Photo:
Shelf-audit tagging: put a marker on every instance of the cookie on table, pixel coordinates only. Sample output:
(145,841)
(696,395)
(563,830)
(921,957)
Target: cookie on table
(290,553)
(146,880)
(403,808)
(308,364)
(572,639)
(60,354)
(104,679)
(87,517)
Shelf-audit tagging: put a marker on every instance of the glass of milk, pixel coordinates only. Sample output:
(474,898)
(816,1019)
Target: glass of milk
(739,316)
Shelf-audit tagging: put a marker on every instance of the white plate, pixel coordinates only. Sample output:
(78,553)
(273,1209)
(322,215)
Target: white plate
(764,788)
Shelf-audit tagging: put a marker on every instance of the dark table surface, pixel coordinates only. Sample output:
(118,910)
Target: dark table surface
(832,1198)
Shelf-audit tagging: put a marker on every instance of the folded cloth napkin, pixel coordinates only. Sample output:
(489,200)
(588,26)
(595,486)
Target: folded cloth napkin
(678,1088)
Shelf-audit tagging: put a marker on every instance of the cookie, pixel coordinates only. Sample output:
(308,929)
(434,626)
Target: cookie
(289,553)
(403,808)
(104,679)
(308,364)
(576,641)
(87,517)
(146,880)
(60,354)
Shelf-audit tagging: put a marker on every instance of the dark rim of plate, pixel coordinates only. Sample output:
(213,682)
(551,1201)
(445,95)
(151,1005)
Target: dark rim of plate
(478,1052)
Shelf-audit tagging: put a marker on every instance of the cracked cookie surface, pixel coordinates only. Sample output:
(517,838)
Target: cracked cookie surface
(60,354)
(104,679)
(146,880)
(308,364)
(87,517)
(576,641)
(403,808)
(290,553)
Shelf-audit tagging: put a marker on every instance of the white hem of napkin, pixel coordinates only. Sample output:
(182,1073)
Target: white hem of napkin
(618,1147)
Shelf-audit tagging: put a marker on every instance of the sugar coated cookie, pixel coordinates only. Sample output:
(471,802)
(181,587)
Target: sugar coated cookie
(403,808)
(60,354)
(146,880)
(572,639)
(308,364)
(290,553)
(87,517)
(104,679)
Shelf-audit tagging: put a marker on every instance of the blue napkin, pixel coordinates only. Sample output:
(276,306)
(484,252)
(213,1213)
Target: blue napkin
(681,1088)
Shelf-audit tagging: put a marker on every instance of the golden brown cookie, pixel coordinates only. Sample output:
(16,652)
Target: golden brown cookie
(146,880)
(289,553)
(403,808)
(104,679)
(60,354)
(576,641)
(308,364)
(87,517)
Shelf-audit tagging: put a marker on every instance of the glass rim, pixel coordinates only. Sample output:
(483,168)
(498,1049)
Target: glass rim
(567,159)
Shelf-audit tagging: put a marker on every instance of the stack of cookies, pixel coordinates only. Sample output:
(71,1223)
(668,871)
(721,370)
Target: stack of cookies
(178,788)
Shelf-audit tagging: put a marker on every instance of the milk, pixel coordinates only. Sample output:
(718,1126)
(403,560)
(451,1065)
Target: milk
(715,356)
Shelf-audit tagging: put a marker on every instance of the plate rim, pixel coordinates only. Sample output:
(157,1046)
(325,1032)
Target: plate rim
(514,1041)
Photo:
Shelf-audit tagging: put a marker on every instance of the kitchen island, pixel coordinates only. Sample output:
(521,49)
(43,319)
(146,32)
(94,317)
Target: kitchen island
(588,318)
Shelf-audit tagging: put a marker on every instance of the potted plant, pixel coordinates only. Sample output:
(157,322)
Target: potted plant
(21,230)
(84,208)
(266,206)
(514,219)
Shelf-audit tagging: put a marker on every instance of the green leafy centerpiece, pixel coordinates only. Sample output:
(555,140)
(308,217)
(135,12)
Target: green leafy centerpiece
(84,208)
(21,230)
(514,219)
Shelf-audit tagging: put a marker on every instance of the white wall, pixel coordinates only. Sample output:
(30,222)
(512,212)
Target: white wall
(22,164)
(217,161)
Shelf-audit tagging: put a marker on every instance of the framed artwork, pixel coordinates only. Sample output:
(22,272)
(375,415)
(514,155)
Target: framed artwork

###

TASK OBJECTIVE ->
Repeat all the entries word for word.

REPLY ->
Photo:
Shelf-audit tagging: put a marker on every instance of the cookie on table, pixel coordinates only. Sample output:
(145,841)
(696,395)
(563,830)
(921,957)
Target: cookie on table
(290,553)
(146,880)
(403,808)
(308,364)
(572,639)
(60,354)
(104,679)
(87,517)
Shelf-audit tagging: put a marker on every instance of the glass of milk, pixel coordinates only. Sample output:
(474,898)
(816,1019)
Target: glass of milk
(739,316)
Shelf-audit tagging: put a marker on every instance of the white plate, pixel coordinates only. Sample output:
(78,553)
(273,1209)
(322,215)
Target: white plate
(764,788)
Shelf-audit tagging: put a marker on every instance of the dark table surface, pixel coordinates only. Sample output:
(118,910)
Target: dark table surface
(832,1198)
Shelf-audit tagging: put a marker on every instance of the folded cloth napkin, pixel coordinates only. Sample output:
(489,200)
(588,26)
(595,486)
Target: folded cloth napkin
(678,1088)
Shelf-audit tagging: put a marker on every instance of the cookie, pixel coordinates only. Sample output:
(308,929)
(434,626)
Target: cookie
(289,553)
(403,808)
(104,679)
(308,364)
(576,641)
(87,517)
(146,880)
(60,354)
Shelf-audit tagging: put a marker on every instance of the dark rim of plate, pixel coordinates only. Sample output:
(213,682)
(551,1201)
(445,95)
(151,1005)
Target: dark rim of plate
(478,1052)
Shelf-audit tagging: put a marker on every instance of the cracked cookie surface, pixel coordinates only. Sample output:
(517,838)
Target: cracked cookie surface
(60,354)
(104,679)
(146,880)
(308,364)
(87,517)
(576,641)
(403,808)
(290,553)
Shelf-audit tagging: put a marker on every instance of the white hem of napkin, pixel coordinates only. Sample output:
(182,1073)
Target: white hem of napkin
(618,1147)
Shelf-audit tagging: put a marker on every instance of the sugar coated cookie, pixel coordinates only. Sample output:
(471,802)
(181,587)
Target: sugar coated cookie
(403,808)
(60,354)
(146,880)
(572,639)
(308,364)
(290,553)
(87,517)
(104,679)
Shelf-audit tagging: put a marker on every instance of the blue napkin, pixel coordinates only. Sample output:
(276,306)
(484,252)
(213,1213)
Target: blue napkin
(681,1088)
Shelf-audit tagging: put a marker on every instance of the golden brown cookie, pixel coordinates only. Sample output:
(16,652)
Target: golden brown cookie
(146,880)
(289,553)
(403,808)
(104,679)
(60,354)
(576,641)
(308,364)
(87,517)
Shelf-audit tagging: put a marker on every instance of the glass rim, pixel coordinates only. Sample output:
(483,168)
(498,1049)
Target: glass rim
(567,159)
Shelf-audit tagging: put a marker on every instance of the stack of cookies, pixel coordinates only. Sample output:
(71,1223)
(668,871)
(721,370)
Target: stack of cookies
(178,788)
Shelf-audit tagging: put a marker on every instance of the milk, pixel coordinates only. Sample output:
(718,1126)
(403,560)
(451,1065)
Target: milk
(715,356)
Shelf-audit tagging: put a marker on every instance of the plate rim, pixel coordinates only. Sample output:
(157,1046)
(325,1032)
Target: plate rim
(514,1041)
Photo:
Shelf-audit tagging: put a marker on every instance of the kitchen island, pixel coordinates only. Sample output:
(521,49)
(43,319)
(146,32)
(94,317)
Target: kitchen island
(588,318)
Shelf-audit tagging: put a marker on every instance of the potted plant, pixel coordinates only. Sample output:
(157,322)
Target: potted plant
(21,230)
(84,208)
(266,206)
(514,219)
Shelf-audit tagging: put a marker on every instance of the green leafy centerpiece, pixel coordinates only. Sample output:
(555,140)
(308,217)
(135,12)
Target: green leafy centerpiece
(84,208)
(21,230)
(514,219)
Shelf-audit tagging: put a marker on every instance of the white wall, pixel coordinates only. Sample output:
(30,222)
(512,212)
Target: white wall
(22,164)
(217,161)
Shelf-audit tagging: put a marker on every instance of the framed artwork, pixel coordinates only. Sample output:
(22,272)
(375,415)
(514,155)
Target: framed artwork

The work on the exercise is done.